Given instruction – Pick up the judgment on the council's appeal over special educational needs funding after its final sentence and carry it forward.

In other words, therefore, there was no unreasonable public expenditure because the expenditure involved in the Potters Green option would be no less than that involved by sending Georgia to Maple Hayes.

 

[6] The council's grounds of appeal are, to say the least, succinct. They are as follows:

'1. The Tribunal erred in including the cost of additional teaching support at Potters Green school as this sum was not an additional cost to the LEA.

 

2. The Tribunal erred in making no finding of fact as to whether Potters Green school could in fact provide the additional teaching support ordered from within its own resources and delegated budget and/or failed to give any reasons regarding the same.'

 

 

Those grounds were not accompanied by any statement of facts, or anything in the nature of a pleading elaborating the points being made. The only full statement of the council's case appears in Mr Auburn's clear and helpful skeleton argument dated 21 August. This was responded to by Mr Wolfe's equally helpful skeleton argument dated 7 September 2007. (I do not refer to the absence of any pleadings, or other material supporting the grounds of appeal, in order to criticise either Mr Auburn or those instructing him. So far as I can see, the rules do not provide for any such pleadings, and in any event this appeal has had to come on at comparatively short notice because of the urgency of the case. It is, however, material to an issue to which I will have to turn in due course.)

 

[7] I will consider the two grounds of appeal in turn.

 

Ground 1

 

[8] The council took the point before the tribunal that it had chosen to discharge its obligations under Part IV of the 1996 Act, ie the part concerned with children with special educational needs, by making so‑called 'delegated arrangements' under Chapter 2 of Part IV of the School Standards and Framework Act 1998 (the 1998 Act), and in accordance with the School Finance (England) Regulations 2006 (SI 2006/468). Mr Auburn summarised the effect of this statutory regime at para 29 of his skeleton argument, as follows:

'An LEA has discretion whether to retain funding to meet SEN in the central budget, in whole or in part (2006 Regulations, Schedule 2, paras 4-12). If it does not choose to retain funds, that funding will form part of the Individual Schools Budget. The Individual Schools Budget is then apportioned to individual schools in accordance with a formula devised by the LEA in accordance with Part 3 and Schedule 4 of the 2006 Regulations. The incidence of SEN is a permissible factor to be included in the formula. The governors of those schools, or the head‑teacher if the governors have delegated their power, are then entitled to manage that school's budget share (s 49(7) SSFA). Individual schools are to meet the demands of pupils from the share of resources allocated to them. The LEA remains under a duty to provide for a child's SEN, but where the school has a delegated budget the school is usually expected to meet the cost of such SEN provision from that budget.'

 

 

Mr Wolfe in his skeleton argument acknowledged that that summary was in itself substantially correct, although he said that it failed to mention the effect of s 49(5) of the 1998 Act: as to this, see para [13] below.

Source data –
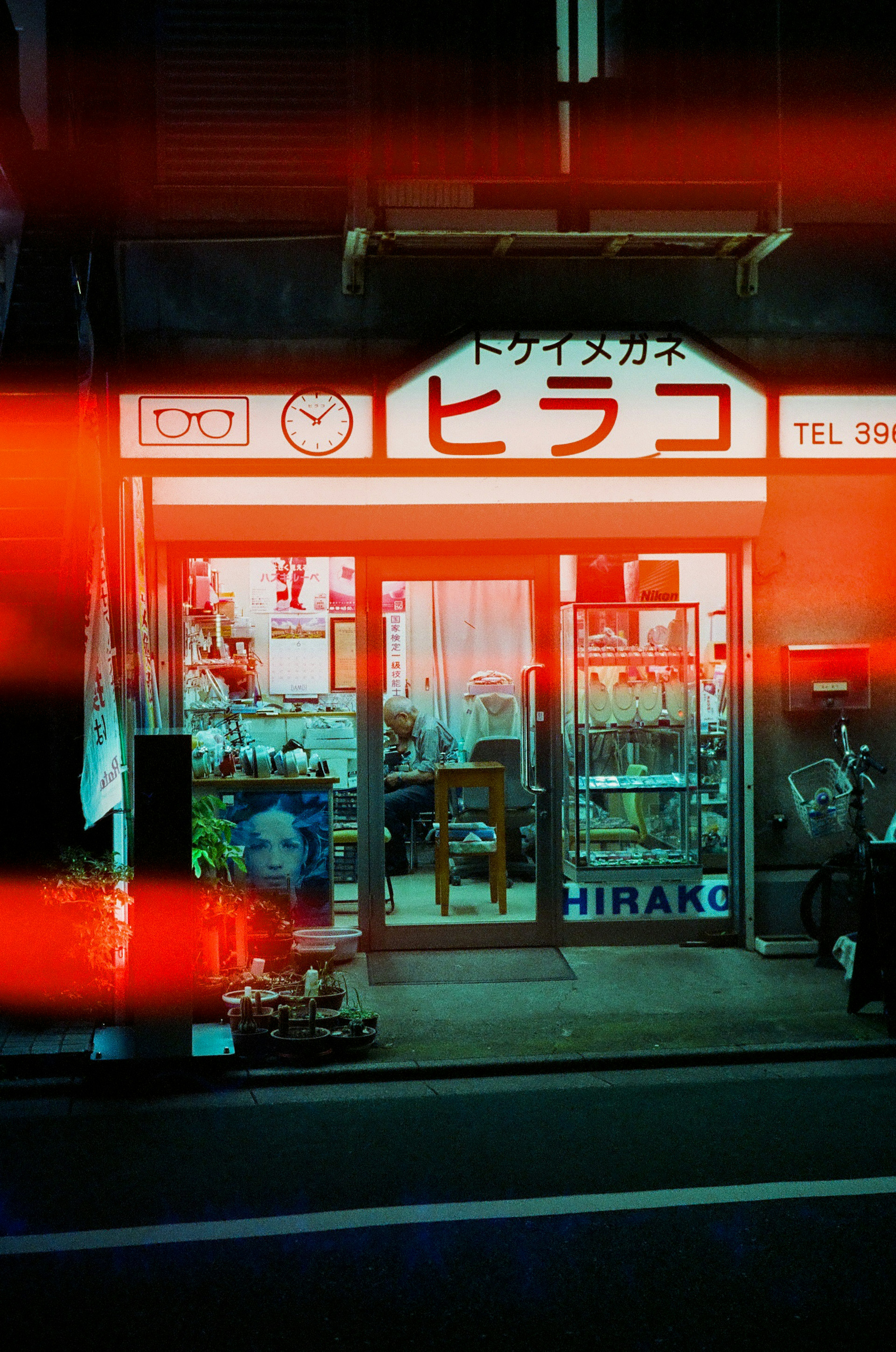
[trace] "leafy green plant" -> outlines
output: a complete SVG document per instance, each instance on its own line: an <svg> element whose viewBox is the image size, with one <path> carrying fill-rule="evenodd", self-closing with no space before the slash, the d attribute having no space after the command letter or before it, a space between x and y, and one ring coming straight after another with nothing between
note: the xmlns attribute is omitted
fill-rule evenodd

Result of this exercise –
 

[9] What the council did in accordance with those provisions (and with a scheme made pursuant to them), was to pay to Potters Green for the year 2007/08 a sum of £93,000‑odd, out of which the school would be expected to fund provision for all children with special educational needs (save in certain exceptional circumstances which would not apply in Georgia's case). Mr Auburn told me that that amount was not, under the governing scheme, refundable whether or not the full amount was spent. (As regards that last point, I was shown in the course of argument, although it did not appear to have been before the tribunal or in the bundle prepared for this appeal, an extract from the scheme. That does indeed appear to provide for any surpluses arising as a result of the school not spending its full delegated budget to be retained by the school: see para 4.1.1. However, that provision is subject to potentially significant qualifications in para 4.1.5. It has fortunately not been necessary for me to analyse in detail the precise effect of these arrangements.)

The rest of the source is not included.